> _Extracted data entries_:
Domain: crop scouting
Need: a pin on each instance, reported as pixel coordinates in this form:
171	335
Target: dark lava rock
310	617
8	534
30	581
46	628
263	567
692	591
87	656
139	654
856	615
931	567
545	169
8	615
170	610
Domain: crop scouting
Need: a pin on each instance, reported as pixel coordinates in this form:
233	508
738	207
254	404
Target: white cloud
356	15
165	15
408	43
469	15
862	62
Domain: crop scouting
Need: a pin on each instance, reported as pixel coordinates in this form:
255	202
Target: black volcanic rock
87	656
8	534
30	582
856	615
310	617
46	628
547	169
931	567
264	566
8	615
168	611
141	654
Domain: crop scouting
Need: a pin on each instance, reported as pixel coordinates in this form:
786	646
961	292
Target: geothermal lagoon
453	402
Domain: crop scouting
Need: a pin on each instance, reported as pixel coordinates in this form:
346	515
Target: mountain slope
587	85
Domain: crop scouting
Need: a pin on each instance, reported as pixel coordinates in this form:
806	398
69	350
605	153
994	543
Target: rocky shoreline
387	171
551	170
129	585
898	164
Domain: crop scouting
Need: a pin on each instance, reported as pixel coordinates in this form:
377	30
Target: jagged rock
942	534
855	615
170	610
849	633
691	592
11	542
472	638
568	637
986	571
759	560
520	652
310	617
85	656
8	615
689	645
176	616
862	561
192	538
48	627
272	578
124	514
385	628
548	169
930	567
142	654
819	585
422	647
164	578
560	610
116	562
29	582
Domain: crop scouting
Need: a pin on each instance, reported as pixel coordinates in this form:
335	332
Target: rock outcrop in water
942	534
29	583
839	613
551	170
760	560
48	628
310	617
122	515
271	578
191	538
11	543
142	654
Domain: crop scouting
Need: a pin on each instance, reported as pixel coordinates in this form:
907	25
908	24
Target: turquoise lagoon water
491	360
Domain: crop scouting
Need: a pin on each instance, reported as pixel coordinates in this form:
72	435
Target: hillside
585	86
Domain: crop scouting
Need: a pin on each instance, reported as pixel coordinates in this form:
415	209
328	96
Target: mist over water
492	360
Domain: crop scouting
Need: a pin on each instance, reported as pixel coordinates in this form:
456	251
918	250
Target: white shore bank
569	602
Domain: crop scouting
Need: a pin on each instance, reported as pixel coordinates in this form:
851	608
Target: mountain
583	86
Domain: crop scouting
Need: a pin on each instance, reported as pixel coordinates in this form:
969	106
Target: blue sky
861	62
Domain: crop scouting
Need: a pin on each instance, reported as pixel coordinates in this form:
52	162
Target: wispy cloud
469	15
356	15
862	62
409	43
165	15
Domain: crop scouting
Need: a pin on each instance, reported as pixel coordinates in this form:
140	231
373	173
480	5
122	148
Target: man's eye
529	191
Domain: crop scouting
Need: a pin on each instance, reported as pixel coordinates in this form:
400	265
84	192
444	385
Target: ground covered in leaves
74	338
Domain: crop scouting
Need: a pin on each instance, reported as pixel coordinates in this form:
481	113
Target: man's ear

> _Prompt_: Would you please reproduce all of the lines above exactly?

> _Task output_:
Domain: crop scouting
Need: a pin on each instance, reported as pixel coordinates in this form:
171	335
Target: dark lava rock
310	617
8	534
30	581
46	628
263	567
692	591
87	656
139	654
856	615
931	567
545	169
8	615
170	610
Domain: crop scouting
Need: a pin on each instance, reported as pixel coordinates in this form:
233	508
738	207
254	404
Target: white cloud
356	15
165	15
408	43
469	15
862	62
Domain: crop scouting
Need: a pin on each instance, reported as pixel coordinates in this form:
255	202
Target: black volcanic rock
87	656
8	534
30	582
856	615
310	617
46	628
547	169
931	567
264	566
8	615
168	611
141	654
Domain: crop scouting
Need: a pin on each instance, reported as pixel coordinates in this form:
786	646
961	292
Target: geothermal lagoon
453	402
Domain: crop scouting
Need: a pin on each instance, reported as pixel coordinates in this form:
346	515
Target: mountain slope
587	85
Domain: crop scouting
Need: a pin on each instance, reported as pixel coordinates in this form:
806	398
69	350
605	153
994	543
Target: rocky shoreline
387	171
551	170
129	585
898	164
Domain: crop scouting
Need: a pin on each instance, reported as pixel coordinates in this form:
377	30
Target: jagged rock
942	534
855	615
170	610
849	633
691	592
11	542
472	638
568	637
986	571
759	560
520	652
310	617
85	656
8	615
689	645
176	616
862	561
192	538
48	627
272	578
124	514
385	628
548	169
930	567
142	654
819	585
422	647
164	578
560	610
116	562
29	582
Domain: crop scouting
Need: a pin on each instance, reported as pixel coordinates in this form:
335	332
Target: rock outcrop in water
942	534
29	583
839	613
551	170
760	560
48	628
310	617
122	515
271	578
191	538
11	543
142	654
Domain: crop scouting
Need: a pin on each instance, reported as pixel coordinates in this form:
907	25
908	24
Target: turquoise lagoon water
491	360
Domain: crop scouting
Need: a pin on each instance, reported as pixel coordinates in this form:
72	435
Target: hillside
585	86
Domain: crop scouting
Need: a pin on each instance, reported as pixel coordinates in this form:
415	209
328	96
Target: mist over water
492	360
Domain: crop scouting
Need: a pin on each instance, reported as pixel coordinates in this form:
456	251
918	250
Target: white shore bank
569	602
Domain: crop scouting
Need: a pin on each instance, reported as pixel coordinates in this form:
851	608
Target: mountain
583	86
Domain: crop scouting
Need: a pin on each instance, reported as pixel coordinates in this form:
969	106
Target: blue sky
861	62
Domain: crop scouting
Need: a pin on each instance, reported as pixel coordinates in this form:
52	162
Target: wispy cloud
469	15
356	15
862	62
409	43
165	15
Domain: crop scouting
Need: a pin on each instance, reported as pixel coordinates in this form:
140	231
373	173
480	5
122	148
Target: man's eye
529	191
Domain: crop scouting
Need: a pin on each instance, reported as pixel coordinates in this form:
400	265
84	192
444	385
Target: ground covered in leaves
74	338
Domain: crop scouting
Need: a pin on each instance, reported as pixel coordinates in this form:
481	113
Target: man's ear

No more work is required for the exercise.